First, I call upon the Congress to enact civil right legislation to extend substantive due process rights to our citizens who challenge executive administrative actions and rulings.  Since 1984, the Supreme Court’s Chevron v. Natural Resources Defense Council decision has put an undue burden upon citizens seeking to defend themselves, their property, and their enterprises from federal executive powers that are beyond court review.  That the executive can run unchecked by the judiciary is an injustice that Congress can and should redress, so that our citizens can defend their rights in court.

Second, to address our impending fiscal bankruptcy, I call upon the Congress to pass legislation to stop accruing eligibility for new federal Social Security and Medicare program benefits.  This can be done in such a way as to protect the interests of those who have been paying into the system.

To prevent the expansion of existing liabilities, individual payroll taxes should be eliminated, thus freezing federal benefit liabilities at that point in time.  Existing liabilities should be paid through tax reform, the sale of federal assets, and voluntary buyouts to be paid with bonds from the Social Security trust fund.  By tax reform, I mean the combining of individual payroll and income tax withholdings at a lower flat rate without deductions, and the triggered phase out of employer payroll taxes.

────────────────────────────────────────

▶ _TASK REQUIREMENTS_
[A] In the passage, by what three means should existing liabilities be paid?
[B] Reproduce the stretch of the passage from "First, I call" through "rights in court.", word for word.

▶ _RAW DATA_
────────────────────────────────────────

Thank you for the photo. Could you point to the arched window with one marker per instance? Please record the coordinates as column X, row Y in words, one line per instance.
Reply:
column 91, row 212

────────────────────────────────────────

▶ _SOLUTIONS TO THE TASKS_
[A] Through tax reform, the sale of federal assets, and voluntary buyouts paid with bonds from the Social Security trust fund.

[B]
First, I call upon the Congress to enact civil right legislation to extend substantive due process rights to our citizens who challenge executive administrative actions and rulings.  Since 1984, the Supreme Court’s Chevron v. Natural Resources Defense Council decision has put an undue burden upon citizens seeking to defend themselves, their property, and their enterprises from federal executive powers that are beyond court review.  That the executive can run unchecked by the judiciary is an injustice that Congress can and should redress, so that our citizens can defend their rights in court.